### Raw data

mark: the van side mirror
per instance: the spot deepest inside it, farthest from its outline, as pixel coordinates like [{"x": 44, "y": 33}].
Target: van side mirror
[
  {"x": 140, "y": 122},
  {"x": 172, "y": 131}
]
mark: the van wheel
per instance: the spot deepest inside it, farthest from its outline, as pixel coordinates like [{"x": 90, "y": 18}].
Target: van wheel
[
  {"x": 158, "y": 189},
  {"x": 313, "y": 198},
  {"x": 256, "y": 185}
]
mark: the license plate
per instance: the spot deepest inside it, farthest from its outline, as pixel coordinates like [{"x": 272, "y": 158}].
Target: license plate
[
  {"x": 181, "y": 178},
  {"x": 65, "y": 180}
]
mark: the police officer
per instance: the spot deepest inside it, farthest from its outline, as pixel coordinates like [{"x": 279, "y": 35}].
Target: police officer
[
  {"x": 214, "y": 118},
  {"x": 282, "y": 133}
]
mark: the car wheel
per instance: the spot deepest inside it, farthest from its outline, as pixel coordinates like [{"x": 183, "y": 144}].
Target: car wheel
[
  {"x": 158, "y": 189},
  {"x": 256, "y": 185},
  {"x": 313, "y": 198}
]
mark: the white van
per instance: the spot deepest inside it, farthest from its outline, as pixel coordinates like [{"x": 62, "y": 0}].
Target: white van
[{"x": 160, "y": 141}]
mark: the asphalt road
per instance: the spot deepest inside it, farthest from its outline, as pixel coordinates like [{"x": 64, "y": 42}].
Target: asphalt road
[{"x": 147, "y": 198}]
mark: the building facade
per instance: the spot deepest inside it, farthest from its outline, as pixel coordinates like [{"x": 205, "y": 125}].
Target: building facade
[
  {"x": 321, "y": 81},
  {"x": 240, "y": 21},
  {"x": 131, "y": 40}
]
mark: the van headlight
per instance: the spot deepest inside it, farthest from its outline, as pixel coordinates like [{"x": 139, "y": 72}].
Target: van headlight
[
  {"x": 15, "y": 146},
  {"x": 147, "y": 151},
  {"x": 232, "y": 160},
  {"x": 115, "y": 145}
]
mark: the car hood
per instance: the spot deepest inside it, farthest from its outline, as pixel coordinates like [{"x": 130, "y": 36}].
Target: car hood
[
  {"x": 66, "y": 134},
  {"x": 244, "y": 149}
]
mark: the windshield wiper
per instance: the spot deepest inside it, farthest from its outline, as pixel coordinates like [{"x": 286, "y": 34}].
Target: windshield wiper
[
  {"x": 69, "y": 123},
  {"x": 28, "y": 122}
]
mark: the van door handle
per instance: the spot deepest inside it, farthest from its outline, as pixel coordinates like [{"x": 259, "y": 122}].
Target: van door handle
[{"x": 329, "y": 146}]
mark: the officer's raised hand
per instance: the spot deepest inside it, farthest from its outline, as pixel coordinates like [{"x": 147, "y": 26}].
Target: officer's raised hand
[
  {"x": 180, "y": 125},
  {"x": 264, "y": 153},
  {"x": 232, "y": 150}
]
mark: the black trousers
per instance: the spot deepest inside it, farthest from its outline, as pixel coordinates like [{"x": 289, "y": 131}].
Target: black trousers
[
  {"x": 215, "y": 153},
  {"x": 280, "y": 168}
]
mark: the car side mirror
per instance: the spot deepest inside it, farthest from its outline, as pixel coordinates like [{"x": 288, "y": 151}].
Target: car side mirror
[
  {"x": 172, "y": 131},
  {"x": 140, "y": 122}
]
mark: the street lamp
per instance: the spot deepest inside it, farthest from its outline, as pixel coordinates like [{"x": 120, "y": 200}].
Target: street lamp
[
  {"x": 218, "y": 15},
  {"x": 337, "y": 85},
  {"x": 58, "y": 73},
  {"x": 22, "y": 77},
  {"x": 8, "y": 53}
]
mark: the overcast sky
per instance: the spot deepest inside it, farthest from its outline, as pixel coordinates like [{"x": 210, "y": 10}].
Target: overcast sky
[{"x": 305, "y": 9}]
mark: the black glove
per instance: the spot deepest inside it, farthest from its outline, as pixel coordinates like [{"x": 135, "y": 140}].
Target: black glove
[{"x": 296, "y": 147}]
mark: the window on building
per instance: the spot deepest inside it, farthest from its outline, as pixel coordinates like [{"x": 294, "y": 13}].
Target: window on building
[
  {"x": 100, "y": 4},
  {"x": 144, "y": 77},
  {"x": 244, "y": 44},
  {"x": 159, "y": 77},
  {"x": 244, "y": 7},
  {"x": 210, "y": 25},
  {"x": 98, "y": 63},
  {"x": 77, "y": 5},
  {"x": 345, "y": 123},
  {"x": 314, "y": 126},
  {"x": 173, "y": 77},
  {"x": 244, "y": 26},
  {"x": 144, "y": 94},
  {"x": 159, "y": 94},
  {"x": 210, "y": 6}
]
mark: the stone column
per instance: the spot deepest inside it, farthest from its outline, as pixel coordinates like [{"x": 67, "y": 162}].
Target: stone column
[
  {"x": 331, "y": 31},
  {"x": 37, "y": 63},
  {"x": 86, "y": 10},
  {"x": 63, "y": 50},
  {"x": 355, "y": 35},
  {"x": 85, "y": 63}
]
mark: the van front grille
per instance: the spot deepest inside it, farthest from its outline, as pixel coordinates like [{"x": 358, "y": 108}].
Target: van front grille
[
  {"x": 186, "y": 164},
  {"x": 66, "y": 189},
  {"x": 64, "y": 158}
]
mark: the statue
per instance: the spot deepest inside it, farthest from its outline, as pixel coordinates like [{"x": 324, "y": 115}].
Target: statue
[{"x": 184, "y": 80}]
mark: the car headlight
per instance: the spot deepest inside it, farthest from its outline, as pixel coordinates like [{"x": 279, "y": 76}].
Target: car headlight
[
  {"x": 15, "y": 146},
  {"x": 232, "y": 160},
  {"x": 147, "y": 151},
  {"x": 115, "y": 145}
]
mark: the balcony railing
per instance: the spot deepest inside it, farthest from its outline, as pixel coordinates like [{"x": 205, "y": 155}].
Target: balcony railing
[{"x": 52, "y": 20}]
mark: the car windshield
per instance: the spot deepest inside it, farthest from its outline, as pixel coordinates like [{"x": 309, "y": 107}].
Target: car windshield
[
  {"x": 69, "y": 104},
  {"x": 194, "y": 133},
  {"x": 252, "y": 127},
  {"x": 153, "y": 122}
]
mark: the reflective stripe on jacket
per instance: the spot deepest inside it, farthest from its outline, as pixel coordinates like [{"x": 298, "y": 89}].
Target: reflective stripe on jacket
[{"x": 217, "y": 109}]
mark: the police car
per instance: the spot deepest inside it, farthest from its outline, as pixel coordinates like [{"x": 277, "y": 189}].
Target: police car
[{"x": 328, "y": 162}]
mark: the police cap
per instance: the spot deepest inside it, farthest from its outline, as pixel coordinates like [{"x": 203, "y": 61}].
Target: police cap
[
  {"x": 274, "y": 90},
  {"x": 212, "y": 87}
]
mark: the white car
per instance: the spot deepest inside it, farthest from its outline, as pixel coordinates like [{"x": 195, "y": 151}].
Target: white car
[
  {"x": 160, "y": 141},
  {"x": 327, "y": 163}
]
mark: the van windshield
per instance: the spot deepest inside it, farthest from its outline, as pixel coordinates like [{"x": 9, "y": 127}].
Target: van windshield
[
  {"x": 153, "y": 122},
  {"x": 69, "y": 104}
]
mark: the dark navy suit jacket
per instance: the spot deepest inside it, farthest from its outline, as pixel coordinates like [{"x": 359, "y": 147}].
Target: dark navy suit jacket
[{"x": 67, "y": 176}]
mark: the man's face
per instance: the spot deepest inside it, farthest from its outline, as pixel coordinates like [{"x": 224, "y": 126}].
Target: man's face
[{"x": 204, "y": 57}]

######

§ **What you are asked to do**:
Using the material above, print every entry exactly as written.

§ **Expected answer**:
mark: the van side mirror
per instance: the spot deepest inside it, farthest from its outline, as pixel coordinates like [{"x": 44, "y": 33}].
Target: van side mirror
[
  {"x": 140, "y": 122},
  {"x": 172, "y": 131}
]
mark: the van wheel
per instance: the spot deepest inside it, farthest from its outline, as pixel coordinates like [{"x": 90, "y": 18}].
Target: van wheel
[
  {"x": 158, "y": 189},
  {"x": 313, "y": 198},
  {"x": 256, "y": 185}
]
mark: the license plate
per instance: the spot deepest inside it, farthest from its outline, as pixel coordinates like [{"x": 272, "y": 158}].
Target: license plate
[
  {"x": 181, "y": 178},
  {"x": 65, "y": 180}
]
mark: the police officer
per instance: the spot deepest inside it, farthest from its outline, as pixel coordinates like [{"x": 279, "y": 35}].
Target: police officer
[
  {"x": 214, "y": 118},
  {"x": 282, "y": 133}
]
mark: the car wheel
per instance: the spot deepest inside it, farthest from its outline, as pixel coordinates like [{"x": 183, "y": 144}].
Target: car wheel
[
  {"x": 158, "y": 189},
  {"x": 256, "y": 185},
  {"x": 313, "y": 198}
]
mark: the white van
per instance: the spot deepest inside it, farthest from its outline, as pixel coordinates like [{"x": 62, "y": 0}].
Target: white van
[{"x": 160, "y": 141}]
mark: the asphalt road
per instance: the spot deepest inside it, farthest from its outline, as pixel coordinates like [{"x": 64, "y": 42}].
Target: asphalt road
[{"x": 147, "y": 198}]
mark: the building facade
per instance: the spot deepest inside it, farthest from its outline, as pixel coordinates like [{"x": 205, "y": 125}].
Target: building facade
[
  {"x": 321, "y": 81},
  {"x": 240, "y": 21},
  {"x": 131, "y": 40}
]
mark: the van headlight
per instance: the spot deepest inside it, farthest from its outline, as pixel coordinates like [{"x": 139, "y": 72}].
Target: van headlight
[
  {"x": 15, "y": 146},
  {"x": 147, "y": 151},
  {"x": 232, "y": 160},
  {"x": 115, "y": 145}
]
mark: the car hood
per instance: the spot deepest inside it, farthest from its outline, as pixel coordinates like [{"x": 130, "y": 36}].
Target: car hood
[
  {"x": 66, "y": 134},
  {"x": 244, "y": 149}
]
mark: the windshield wiper
per instance: the spot deepest inside it, farthest from its outline, as pixel coordinates like [{"x": 286, "y": 34}].
Target: windshield wiper
[
  {"x": 69, "y": 123},
  {"x": 28, "y": 122}
]
mark: the van door handle
per instance: the spot deepest inside it, farthest from its outline, as pixel coordinates like [{"x": 259, "y": 122}].
Target: van door handle
[{"x": 329, "y": 146}]
mark: the officer's raised hand
per instance: the spot deepest inside it, farthest from its outline, as pixel coordinates like [{"x": 147, "y": 26}].
Target: officer's raised hand
[
  {"x": 180, "y": 125},
  {"x": 264, "y": 153},
  {"x": 232, "y": 150}
]
mark: the black trousers
per instance: the spot deepest inside it, farthest from its outline, as pixel coordinates like [{"x": 289, "y": 131}].
Target: black trousers
[
  {"x": 215, "y": 153},
  {"x": 280, "y": 168}
]
mark: the car side mirror
per instance: the spot deepest inside it, farthest from its outline, as pixel coordinates like [{"x": 288, "y": 151}].
Target: car side mirror
[
  {"x": 172, "y": 131},
  {"x": 140, "y": 122}
]
mark: the street lamp
per instance: the spot deepest inside it, farthest from its outline, as pixel coordinates like [{"x": 120, "y": 200}].
Target: street lamp
[
  {"x": 218, "y": 15},
  {"x": 337, "y": 85},
  {"x": 58, "y": 73},
  {"x": 22, "y": 77},
  {"x": 8, "y": 53}
]
mark: the overcast sky
per instance: the spot deepest inside it, farthest from its outline, as pixel coordinates like [{"x": 210, "y": 10}].
Target: overcast sky
[{"x": 305, "y": 9}]
mark: the black glove
per instance: the spot deepest inside it, farthest from its outline, as pixel coordinates like [{"x": 135, "y": 140}].
Target: black glove
[{"x": 296, "y": 147}]
mark: the window on building
per instance: the spot deepest inside it, farthest from its outline, as pixel coordinates like [{"x": 294, "y": 13}].
Target: window on building
[
  {"x": 100, "y": 4},
  {"x": 144, "y": 77},
  {"x": 244, "y": 44},
  {"x": 159, "y": 77},
  {"x": 244, "y": 7},
  {"x": 210, "y": 25},
  {"x": 98, "y": 63},
  {"x": 77, "y": 5},
  {"x": 345, "y": 123},
  {"x": 314, "y": 126},
  {"x": 173, "y": 77},
  {"x": 244, "y": 26},
  {"x": 144, "y": 94},
  {"x": 159, "y": 94},
  {"x": 210, "y": 6}
]
mark: the stone column
per instance: the spot deepest inside it, farthest from its outline, as pixel coordinates like [{"x": 67, "y": 162}].
Target: stone column
[
  {"x": 331, "y": 31},
  {"x": 37, "y": 63},
  {"x": 86, "y": 10},
  {"x": 63, "y": 50},
  {"x": 355, "y": 35},
  {"x": 85, "y": 63}
]
mark: the van front grille
per instance: the spot deepest inside it, farthest from its outline, as pixel coordinates like [{"x": 358, "y": 108}].
Target: van front grille
[
  {"x": 186, "y": 164},
  {"x": 66, "y": 189},
  {"x": 64, "y": 158}
]
mark: the statue
per instance: the spot deepest inside it, farthest from its outline, as pixel coordinates like [{"x": 324, "y": 115}].
Target: statue
[{"x": 184, "y": 80}]
mark: the car headlight
per instance: the spot deepest inside it, farthest from its outline, as pixel coordinates like [{"x": 279, "y": 76}].
Target: car headlight
[
  {"x": 15, "y": 146},
  {"x": 232, "y": 160},
  {"x": 147, "y": 151},
  {"x": 115, "y": 145}
]
mark: the balcony railing
per instance: the spot deepest inside it, farthest from its outline, as pixel coordinates like [{"x": 205, "y": 155}].
Target: balcony railing
[{"x": 52, "y": 20}]
mark: the car windshield
per instance: the spot deepest inside it, farthest from its outline, as pixel coordinates like [{"x": 309, "y": 107}].
Target: car windshield
[
  {"x": 69, "y": 104},
  {"x": 194, "y": 133},
  {"x": 252, "y": 127},
  {"x": 153, "y": 122}
]
mark: the reflective stripe on jacket
per instance: the spot deepest inside it, farthest from its outline, as pixel coordinates like [{"x": 298, "y": 89}].
Target: reflective stripe on jacket
[{"x": 217, "y": 109}]
mark: the police car
per instance: the spot deepest inside it, farthest from its outline, as pixel coordinates like [{"x": 277, "y": 189}].
Target: police car
[{"x": 328, "y": 162}]
mark: the police cap
per instance: the spot deepest inside it, farthest from its outline, as pixel coordinates like [{"x": 203, "y": 61}].
Target: police cap
[
  {"x": 274, "y": 90},
  {"x": 212, "y": 87}
]
mark: the white car
per instance: the spot deepest inside it, farthest from its outline, as pixel coordinates like [{"x": 195, "y": 151}].
Target: white car
[
  {"x": 160, "y": 141},
  {"x": 327, "y": 163}
]
mark: the van windshield
per instance: the spot deepest inside it, farthest from its outline, as pixel coordinates like [{"x": 9, "y": 127}].
Target: van windshield
[
  {"x": 153, "y": 122},
  {"x": 69, "y": 104}
]
mark: the dark navy suit jacket
per instance: the spot deepest inside it, farthest from its outline, as pixel coordinates like [{"x": 359, "y": 147}].
Target: dark navy suit jacket
[{"x": 67, "y": 176}]
mark: the man's face
per instance: the spot deepest inside it, farthest from its outline, as pixel coordinates like [{"x": 224, "y": 126}].
Target: man's face
[{"x": 204, "y": 57}]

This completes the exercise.